=== Material for this task ===
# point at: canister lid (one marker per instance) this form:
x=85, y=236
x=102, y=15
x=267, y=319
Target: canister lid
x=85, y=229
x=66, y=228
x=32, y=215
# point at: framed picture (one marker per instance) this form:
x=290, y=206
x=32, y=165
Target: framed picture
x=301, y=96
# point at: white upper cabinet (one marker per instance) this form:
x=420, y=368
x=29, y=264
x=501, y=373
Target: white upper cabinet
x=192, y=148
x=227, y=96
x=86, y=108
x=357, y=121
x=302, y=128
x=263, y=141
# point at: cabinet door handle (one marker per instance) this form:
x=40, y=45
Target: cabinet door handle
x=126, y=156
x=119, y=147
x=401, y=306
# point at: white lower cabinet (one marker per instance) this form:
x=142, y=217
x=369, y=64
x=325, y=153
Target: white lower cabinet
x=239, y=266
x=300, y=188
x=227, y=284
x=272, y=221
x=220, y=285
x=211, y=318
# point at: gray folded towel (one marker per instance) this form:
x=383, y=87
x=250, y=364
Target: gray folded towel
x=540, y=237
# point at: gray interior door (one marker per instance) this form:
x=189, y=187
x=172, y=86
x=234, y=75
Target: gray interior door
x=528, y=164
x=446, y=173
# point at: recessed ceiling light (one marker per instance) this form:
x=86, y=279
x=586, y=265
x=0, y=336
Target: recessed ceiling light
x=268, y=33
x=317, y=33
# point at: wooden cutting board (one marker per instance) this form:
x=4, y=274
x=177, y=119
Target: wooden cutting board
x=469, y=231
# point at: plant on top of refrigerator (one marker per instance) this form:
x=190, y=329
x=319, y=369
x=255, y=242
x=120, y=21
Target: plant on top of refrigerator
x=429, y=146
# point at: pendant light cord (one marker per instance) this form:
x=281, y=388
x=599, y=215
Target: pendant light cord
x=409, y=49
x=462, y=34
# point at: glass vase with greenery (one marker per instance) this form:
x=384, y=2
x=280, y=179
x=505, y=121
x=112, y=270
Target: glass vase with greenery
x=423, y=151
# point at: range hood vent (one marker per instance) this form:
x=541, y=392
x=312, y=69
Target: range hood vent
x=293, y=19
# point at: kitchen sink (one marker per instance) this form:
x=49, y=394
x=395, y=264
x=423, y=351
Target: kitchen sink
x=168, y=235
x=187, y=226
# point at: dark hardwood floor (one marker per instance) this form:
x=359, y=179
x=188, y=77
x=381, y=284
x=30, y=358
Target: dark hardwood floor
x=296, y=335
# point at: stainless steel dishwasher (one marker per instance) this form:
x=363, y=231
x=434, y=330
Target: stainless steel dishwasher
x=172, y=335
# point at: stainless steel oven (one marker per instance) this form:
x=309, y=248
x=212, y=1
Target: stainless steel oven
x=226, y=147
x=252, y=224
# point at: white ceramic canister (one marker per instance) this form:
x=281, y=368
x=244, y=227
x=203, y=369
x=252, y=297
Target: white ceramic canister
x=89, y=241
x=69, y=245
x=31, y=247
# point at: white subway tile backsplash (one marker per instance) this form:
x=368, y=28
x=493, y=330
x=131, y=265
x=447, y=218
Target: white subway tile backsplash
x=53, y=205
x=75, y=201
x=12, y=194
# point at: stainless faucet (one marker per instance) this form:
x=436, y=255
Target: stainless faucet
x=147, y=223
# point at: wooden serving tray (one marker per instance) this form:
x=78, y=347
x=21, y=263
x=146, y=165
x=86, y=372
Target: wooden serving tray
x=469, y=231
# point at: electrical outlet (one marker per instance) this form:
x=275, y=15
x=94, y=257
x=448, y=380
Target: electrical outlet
===
• Your goal
Update the rows above by changing every occurrence of "one marker per instance" to "one marker per object", keeping everything else unchanged.

• Response to this exercise
# point at: canister lid (one marker per object) this form:
x=85, y=236
x=102, y=15
x=267, y=319
Target: canister lid
x=85, y=229
x=66, y=228
x=32, y=215
# point at: framed picture (one marker per object) this form:
x=290, y=206
x=32, y=165
Target: framed picture
x=301, y=96
# point at: white upper cabinet (one marker per object) this form:
x=420, y=368
x=29, y=264
x=501, y=373
Target: white upper cabinet
x=192, y=148
x=227, y=96
x=86, y=108
x=357, y=121
x=302, y=128
x=263, y=141
# point at: cabinet door handle (one marker per object) this form:
x=40, y=45
Target: cabinet door handle
x=126, y=156
x=119, y=147
x=401, y=306
# point at: white lower cabinet (one marker per object) this form:
x=142, y=217
x=369, y=64
x=325, y=153
Target: white lower cabinet
x=239, y=266
x=300, y=188
x=227, y=284
x=272, y=221
x=220, y=285
x=211, y=318
# point at: gray folded towel (one marker per object) this form:
x=383, y=87
x=250, y=364
Target: gray folded towel
x=540, y=237
# point at: gray interior door (one marker per object) this form:
x=189, y=187
x=172, y=86
x=234, y=75
Target: gray interior door
x=528, y=164
x=446, y=173
# point at: recessed ceiling light (one marker per object) this form:
x=86, y=279
x=586, y=265
x=0, y=336
Target: recessed ceiling light
x=268, y=33
x=317, y=33
# point at: wooden cutting board (one marker per object) this form:
x=4, y=274
x=177, y=119
Target: wooden cutting board
x=469, y=231
# point at: plant on top of refrigerator (one marker per object) this form:
x=190, y=329
x=319, y=369
x=255, y=242
x=120, y=21
Target: plant on top of refrigerator
x=429, y=146
# point at: pendant light cord (one marker per object) this form:
x=281, y=388
x=599, y=215
Target: pendant light cord
x=409, y=49
x=462, y=34
# point at: glass vase with greenery (one marker per object) this form:
x=384, y=2
x=280, y=179
x=505, y=121
x=112, y=270
Target: glass vase with greenery
x=423, y=151
# point at: range hood vent (one marker per object) this form:
x=541, y=392
x=312, y=69
Target: range hood vent
x=293, y=19
# point at: kitchen sink (one marker per object) this form:
x=49, y=394
x=395, y=264
x=423, y=351
Target: kitchen sink
x=168, y=235
x=187, y=226
# point at: dark hardwood floor (one marker per object) this form:
x=359, y=179
x=188, y=77
x=381, y=284
x=30, y=358
Target: dark hardwood floor
x=296, y=335
# point at: stainless steel dishwasher (one marker per object) this form:
x=363, y=231
x=434, y=330
Target: stainless steel dishwasher
x=172, y=335
# point at: stainless steel oven (one marker per object) this form:
x=309, y=248
x=212, y=1
Target: stainless steel oven
x=226, y=147
x=252, y=224
# point at: white ceramic canister (one marker per object) this form:
x=281, y=368
x=244, y=227
x=203, y=369
x=252, y=297
Target: white ceramic canister
x=89, y=241
x=69, y=245
x=31, y=247
# point at: white subway tile backsplash (one marker per object) this form:
x=368, y=28
x=493, y=330
x=131, y=265
x=447, y=218
Target: white subway tile backsplash
x=53, y=205
x=75, y=201
x=12, y=194
# point at: stainless faucet (one marker per object) this form:
x=436, y=255
Target: stainless faucet
x=147, y=223
# point at: wooden serving tray (one marker per object) this form:
x=78, y=347
x=21, y=263
x=146, y=165
x=86, y=372
Target: wooden serving tray
x=469, y=231
# point at: electrical outlet (one marker per object) this form:
x=275, y=15
x=94, y=257
x=448, y=380
Target: electrical outlet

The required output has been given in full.